= Objective =
Leave out the pictures and repeat the data exactly.

** BEGIN **

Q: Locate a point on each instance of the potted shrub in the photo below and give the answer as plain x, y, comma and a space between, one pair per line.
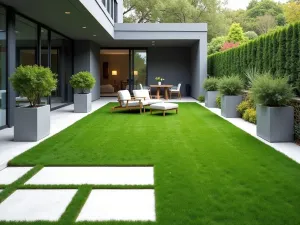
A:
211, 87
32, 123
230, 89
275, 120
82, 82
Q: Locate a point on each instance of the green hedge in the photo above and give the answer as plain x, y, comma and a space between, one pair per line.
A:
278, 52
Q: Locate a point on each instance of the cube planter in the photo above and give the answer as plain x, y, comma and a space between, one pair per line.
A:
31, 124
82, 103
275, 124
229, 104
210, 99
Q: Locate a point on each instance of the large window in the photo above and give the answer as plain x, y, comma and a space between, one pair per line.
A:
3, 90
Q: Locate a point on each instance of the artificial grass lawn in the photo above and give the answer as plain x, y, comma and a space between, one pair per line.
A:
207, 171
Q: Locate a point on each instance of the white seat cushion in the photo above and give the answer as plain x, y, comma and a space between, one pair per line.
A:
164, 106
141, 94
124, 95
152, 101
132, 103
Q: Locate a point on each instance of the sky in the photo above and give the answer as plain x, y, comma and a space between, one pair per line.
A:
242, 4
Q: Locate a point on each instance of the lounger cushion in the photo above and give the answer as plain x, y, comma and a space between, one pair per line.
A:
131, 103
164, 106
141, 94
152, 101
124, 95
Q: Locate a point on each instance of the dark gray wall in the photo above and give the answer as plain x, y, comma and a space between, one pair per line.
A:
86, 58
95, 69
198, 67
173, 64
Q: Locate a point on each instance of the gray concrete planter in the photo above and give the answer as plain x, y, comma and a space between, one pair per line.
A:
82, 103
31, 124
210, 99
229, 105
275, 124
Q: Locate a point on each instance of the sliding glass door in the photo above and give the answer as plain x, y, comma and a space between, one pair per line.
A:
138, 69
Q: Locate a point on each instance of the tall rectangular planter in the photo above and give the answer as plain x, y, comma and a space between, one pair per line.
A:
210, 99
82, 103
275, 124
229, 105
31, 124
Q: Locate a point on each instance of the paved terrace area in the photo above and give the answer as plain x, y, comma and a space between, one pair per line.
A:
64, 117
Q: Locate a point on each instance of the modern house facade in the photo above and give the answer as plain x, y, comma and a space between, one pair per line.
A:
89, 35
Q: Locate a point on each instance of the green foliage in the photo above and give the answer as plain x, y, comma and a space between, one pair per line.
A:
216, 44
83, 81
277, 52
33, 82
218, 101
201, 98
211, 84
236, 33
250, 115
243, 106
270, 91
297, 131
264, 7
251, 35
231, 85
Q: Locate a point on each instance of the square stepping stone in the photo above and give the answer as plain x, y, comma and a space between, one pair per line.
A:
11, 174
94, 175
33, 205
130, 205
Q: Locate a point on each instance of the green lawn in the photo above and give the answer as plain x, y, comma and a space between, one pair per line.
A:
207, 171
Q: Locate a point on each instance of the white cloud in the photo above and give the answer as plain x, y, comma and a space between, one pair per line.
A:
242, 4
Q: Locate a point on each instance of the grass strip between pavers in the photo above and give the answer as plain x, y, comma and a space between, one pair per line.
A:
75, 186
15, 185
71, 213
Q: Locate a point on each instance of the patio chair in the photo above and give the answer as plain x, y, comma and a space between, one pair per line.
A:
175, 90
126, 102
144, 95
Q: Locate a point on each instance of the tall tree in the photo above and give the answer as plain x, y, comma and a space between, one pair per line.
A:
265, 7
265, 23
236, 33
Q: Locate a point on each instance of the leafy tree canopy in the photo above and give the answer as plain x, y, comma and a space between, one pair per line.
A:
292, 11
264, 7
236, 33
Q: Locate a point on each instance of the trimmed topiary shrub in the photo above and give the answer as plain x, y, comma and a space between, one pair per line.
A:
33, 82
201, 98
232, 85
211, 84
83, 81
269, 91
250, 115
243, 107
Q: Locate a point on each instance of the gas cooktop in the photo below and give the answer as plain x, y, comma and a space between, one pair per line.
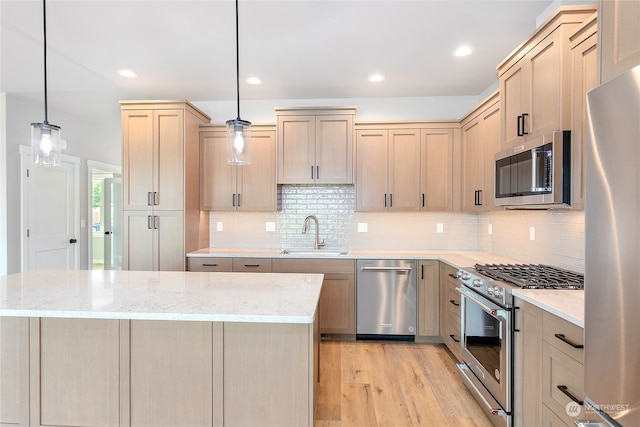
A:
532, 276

** END **

= Output of the exercise =
Q: Locate a point on each instance of the potted shrub in the photo below and give the answer as plain x, y, comma and a space between, one pair per line.
A:
211, 87
32, 123
230, 89
275, 120
82, 82
Q: Locate a point on each instance of the green hedge in the photo above and give the answer as plain x, y, comma and a space between, one pair per line.
A:
278, 52
Q: Locate a point on each instance of the cube planter in the photo above and give the answer as plain x, y, comma and a space between, one pair per line.
A:
31, 124
82, 103
275, 124
229, 104
210, 99
Q: Locate a point on each instance of the large window in the photo above and give the answer as plain x, y, comma and a space between, one pair per line.
A:
3, 90
Q: Locate a point on each instance of the artificial grass lawn in the photo above and give the answer as plain x, y, comma and a space between, one pair per line.
A:
207, 171
Q: Locate a point on each instance of the white seat cushion in the photo above and give the answer as plain x, y, comma and a space between, one pair per line.
A:
164, 106
141, 94
124, 95
152, 101
132, 103
Q: Locate a point on each instance of the sky in the photo above and give the answer as plain x, y, comma and a space between, one pair per line.
A:
242, 4
Q: Locate a point on each instance of the lounger cushion in the photo above and give the answer as plain x, y, comma and a space between, one pair per line.
A:
131, 103
164, 106
141, 94
152, 101
124, 95
Q: Locate a point on each instance of the dark gray wall in the photo above and give the answer as plain x, y, comma and a space between, one pair per line.
A:
86, 58
95, 69
198, 67
173, 64
Q: Locate a point on each instance of the gray concrete planter in the photo above and give the answer as plain x, y, comma and a space between, one pair per line.
A:
82, 103
31, 124
210, 99
229, 105
275, 124
Q: Locate a point on each instance of the sliding glass door in the photo above and give the answer as plain x, y, comma and a space between, one pair per line.
A:
138, 69
Q: Locate a point on each instance of the tall rectangular planter in the photo above and give the answer as plain x, y, comma and a space between, one pair per line.
A:
210, 99
82, 103
275, 124
229, 105
31, 124
Q: Locate a point on each instance of the paved terrace area in the photo above and give the answer as plain x, y, comma and a space between, one pair per line.
A:
64, 117
Q: Locate a point on each instance of the modern house facade in the photo above and give the answer as plain x, y, comma and a space between, one pair per line.
A:
89, 35
Q: Locate a point on each instance of the green foliage in the photo above and give the answer as plain x, y, comma and a space between, one pair per line.
A:
216, 44
83, 81
277, 52
33, 82
218, 101
201, 98
211, 84
236, 33
250, 115
243, 106
270, 91
297, 131
264, 7
251, 35
231, 85
Q: Locate a point on each instance of the square stepping stone in the photo above and give the answer as plain x, y, comma and a space between, one pair per line.
A:
11, 174
94, 175
33, 205
130, 205
Q: Locate a point on each instance of the green lawn in the photo above and give the answer as plain x, y, comma and a space between, one pair per line.
A:
207, 171
Q: Locate a point on each instance of the white cloud in the photo above and give the answer as plain x, y, comma and a space between, one pair per line.
A:
242, 4
Q: Locate a point on each instance of the grass strip between pavers in the photo above and give the answer as plain x, y, comma and a space between, one pair per line.
A:
75, 186
15, 185
71, 213
Q: Locate a point on each instance of the patio chair in the photo above and give the answer as plain x, y, comma and a space between, one pair per line.
A:
175, 90
126, 102
144, 95
Q: Locate a point on each instance of the tall tree in the photo above and give the answer as plain x, y, comma and a space between, one pair per line.
A:
265, 7
265, 23
236, 33
Q: Locate a point on each instance of the leafy tree canopy in the photo above and give the answer as plain x, y, comma and a space between, one pair per line.
A:
292, 11
264, 7
236, 33
Q: Locate a point on each instance of the trimmed topiary shrub in the photo above and give the answer as plain x, y, comma and a space between, one pair per line.
A:
33, 82
201, 98
232, 85
211, 84
83, 81
269, 91
250, 115
243, 107
Q: Locate a point on each instance of the gas cooktop in the photo below and give the answer as plain x, y, comma and a space between, one pair per line.
A:
532, 276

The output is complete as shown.